::: Source :::

Dans un précédent article, nous nous étonnions que le journal Le Monde n'ait pas trouvé d'autre mot pour faire connaître au grand public les coulisses de la création et de la fabrication de ce grand quotidien que le terme américain, inspiré du cinéma, making-of.

Le plus intéressant est peut-être de comprendre par quels mécanismes se créent les anglicismes. Bien sûr, chaque mot à probabelement son histoire, mais s'essayer à quelques monographies sur ce sujet peut être un exercice assez motivant. Que l'on trouve ça cool ou qu'au contraire on s'en indigne, la propagation des anglicismes, phénomène qui a atteint une intensité assez exceptionnelle pour faire dire à Michel Serre qu'il y a aujourd'hui plus de mots anglais dans les rues de Paris que de mots allemands sous l'Occupation, on a toujours intérêt à comprendre ce qui se passe avant de réagir d'une manière ou d'une autre.

Nous avons trouvé sur Internet pas mal d'expressions utilisées pour dire la même chose que making-of : coulisses de ..., l'envers de ..., autour de, revue de... Voici une liste de synonmyes trouvée sur fr/wikionary.org (le Wiktionnaire - le dictionnaire libre) :

Définition (http://www.definitions-marketing.com/definition/making-of-publicitaire/) : Un making-of publicitaire est un film ou reportage montrant l’envers du décor publicitaire et montrant comment un film ou une opération publicitaire a été produite.

Autre définition (Larousse) : "Documentaire portant sur la genèse et le tournage d'un film."

:::

Recopiez mot pour mot le passage du texte sur les anglicismes qui s'ouvre sur les mots contenant « Dans un précédent » et s'achève sur « inspiré du cinéma, making-of. ».

::: Données fournies :::

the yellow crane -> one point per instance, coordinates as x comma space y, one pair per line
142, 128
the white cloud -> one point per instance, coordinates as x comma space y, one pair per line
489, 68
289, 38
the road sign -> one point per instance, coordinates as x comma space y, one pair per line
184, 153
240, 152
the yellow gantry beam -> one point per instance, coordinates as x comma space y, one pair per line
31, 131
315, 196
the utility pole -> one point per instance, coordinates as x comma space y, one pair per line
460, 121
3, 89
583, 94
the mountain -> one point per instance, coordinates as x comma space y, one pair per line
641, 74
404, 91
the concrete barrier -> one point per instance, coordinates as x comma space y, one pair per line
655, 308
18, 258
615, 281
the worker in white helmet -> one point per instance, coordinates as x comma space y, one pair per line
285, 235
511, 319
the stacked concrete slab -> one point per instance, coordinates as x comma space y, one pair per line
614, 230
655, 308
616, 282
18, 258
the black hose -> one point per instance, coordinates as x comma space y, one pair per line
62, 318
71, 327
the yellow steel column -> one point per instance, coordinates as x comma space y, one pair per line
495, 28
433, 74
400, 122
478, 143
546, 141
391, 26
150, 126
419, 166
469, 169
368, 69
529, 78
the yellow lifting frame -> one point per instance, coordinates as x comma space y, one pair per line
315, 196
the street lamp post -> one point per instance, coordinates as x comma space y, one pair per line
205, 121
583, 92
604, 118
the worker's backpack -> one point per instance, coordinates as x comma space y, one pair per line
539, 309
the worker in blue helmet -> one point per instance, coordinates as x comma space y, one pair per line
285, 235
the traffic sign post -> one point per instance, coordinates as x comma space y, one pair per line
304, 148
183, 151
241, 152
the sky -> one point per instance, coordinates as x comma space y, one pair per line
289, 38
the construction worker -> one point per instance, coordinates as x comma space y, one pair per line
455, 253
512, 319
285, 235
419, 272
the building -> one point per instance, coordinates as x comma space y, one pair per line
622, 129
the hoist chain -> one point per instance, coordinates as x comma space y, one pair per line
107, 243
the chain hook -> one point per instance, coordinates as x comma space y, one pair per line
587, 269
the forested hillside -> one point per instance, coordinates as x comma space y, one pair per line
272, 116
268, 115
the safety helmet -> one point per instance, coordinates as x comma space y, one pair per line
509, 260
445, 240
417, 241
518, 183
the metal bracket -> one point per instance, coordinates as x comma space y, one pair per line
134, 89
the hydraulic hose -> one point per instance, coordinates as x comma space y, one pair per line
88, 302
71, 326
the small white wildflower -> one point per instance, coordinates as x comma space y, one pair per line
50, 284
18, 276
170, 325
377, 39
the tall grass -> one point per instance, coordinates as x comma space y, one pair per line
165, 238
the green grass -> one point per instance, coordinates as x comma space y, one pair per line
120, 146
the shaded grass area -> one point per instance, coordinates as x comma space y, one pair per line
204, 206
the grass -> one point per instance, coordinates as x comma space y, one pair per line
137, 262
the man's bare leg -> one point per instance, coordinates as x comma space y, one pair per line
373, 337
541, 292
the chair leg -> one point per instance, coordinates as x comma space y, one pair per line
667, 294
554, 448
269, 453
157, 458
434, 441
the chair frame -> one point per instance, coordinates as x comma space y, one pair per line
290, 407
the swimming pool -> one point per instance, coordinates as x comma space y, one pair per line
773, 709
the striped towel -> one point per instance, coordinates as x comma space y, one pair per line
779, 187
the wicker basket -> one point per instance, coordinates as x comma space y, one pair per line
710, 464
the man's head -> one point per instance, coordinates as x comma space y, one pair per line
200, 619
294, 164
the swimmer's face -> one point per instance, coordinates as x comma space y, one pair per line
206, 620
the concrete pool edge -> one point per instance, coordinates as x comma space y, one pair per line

:::

## Corrigé
Dans un précédent article, nous nous étonnions que le journal Le Monde n'ait pas trouvé d'autre mot pour faire connaître au grand public les coulisses de la création et de la fabrication de ce grand quotidien que le terme américain, inspiré du cinéma, making-of.